## TASK DIRECTIONS
Reproduce, character for character, the entries from the line containing "tag the rocky" through the end of the entries, including both of those lines.

begin

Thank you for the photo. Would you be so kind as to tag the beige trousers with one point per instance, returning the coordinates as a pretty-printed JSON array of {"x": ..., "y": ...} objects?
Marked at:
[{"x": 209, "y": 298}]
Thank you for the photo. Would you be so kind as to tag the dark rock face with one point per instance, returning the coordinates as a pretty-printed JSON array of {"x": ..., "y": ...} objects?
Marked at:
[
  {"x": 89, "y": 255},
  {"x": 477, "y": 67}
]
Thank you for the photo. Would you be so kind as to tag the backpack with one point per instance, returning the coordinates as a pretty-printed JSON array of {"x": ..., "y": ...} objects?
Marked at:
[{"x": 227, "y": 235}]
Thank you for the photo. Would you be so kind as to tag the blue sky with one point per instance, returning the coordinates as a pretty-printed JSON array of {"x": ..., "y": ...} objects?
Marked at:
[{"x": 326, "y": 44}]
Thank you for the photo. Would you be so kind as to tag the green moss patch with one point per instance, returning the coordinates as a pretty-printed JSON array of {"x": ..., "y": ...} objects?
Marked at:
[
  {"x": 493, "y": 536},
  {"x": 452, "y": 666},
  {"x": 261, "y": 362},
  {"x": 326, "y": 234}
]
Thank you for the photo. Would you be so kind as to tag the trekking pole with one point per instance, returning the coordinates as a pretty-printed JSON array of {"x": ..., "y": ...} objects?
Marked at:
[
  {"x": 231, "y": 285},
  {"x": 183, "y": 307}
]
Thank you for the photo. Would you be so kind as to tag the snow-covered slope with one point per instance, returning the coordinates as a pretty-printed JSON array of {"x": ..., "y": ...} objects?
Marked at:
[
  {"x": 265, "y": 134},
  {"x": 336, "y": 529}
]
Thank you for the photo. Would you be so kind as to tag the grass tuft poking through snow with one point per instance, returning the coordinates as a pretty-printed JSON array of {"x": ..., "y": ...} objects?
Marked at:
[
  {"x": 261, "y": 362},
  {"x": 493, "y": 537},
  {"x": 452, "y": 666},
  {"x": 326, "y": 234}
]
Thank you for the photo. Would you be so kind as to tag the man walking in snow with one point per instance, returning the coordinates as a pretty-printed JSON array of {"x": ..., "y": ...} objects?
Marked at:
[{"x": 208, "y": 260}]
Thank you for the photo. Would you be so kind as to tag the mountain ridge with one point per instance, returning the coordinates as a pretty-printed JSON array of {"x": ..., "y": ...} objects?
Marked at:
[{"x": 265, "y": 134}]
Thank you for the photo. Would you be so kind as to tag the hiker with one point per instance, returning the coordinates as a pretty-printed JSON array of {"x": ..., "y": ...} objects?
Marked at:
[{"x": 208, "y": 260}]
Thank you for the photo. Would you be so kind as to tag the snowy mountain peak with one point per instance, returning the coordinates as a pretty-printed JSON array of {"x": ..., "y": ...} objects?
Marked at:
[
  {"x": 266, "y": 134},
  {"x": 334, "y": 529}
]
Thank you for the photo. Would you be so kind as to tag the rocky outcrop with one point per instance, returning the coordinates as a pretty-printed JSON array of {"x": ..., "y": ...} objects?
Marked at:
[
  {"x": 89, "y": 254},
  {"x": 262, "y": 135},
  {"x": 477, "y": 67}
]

end

## OUTPUT FOR THIS TASK
Thank you for the photo. Would you be so kind as to tag the rocky outcrop with one point per instance, returning the coordinates as a pretty-printed JSON array of {"x": ..., "y": ...} objects?
Marked at:
[
  {"x": 89, "y": 254},
  {"x": 262, "y": 135},
  {"x": 477, "y": 67}
]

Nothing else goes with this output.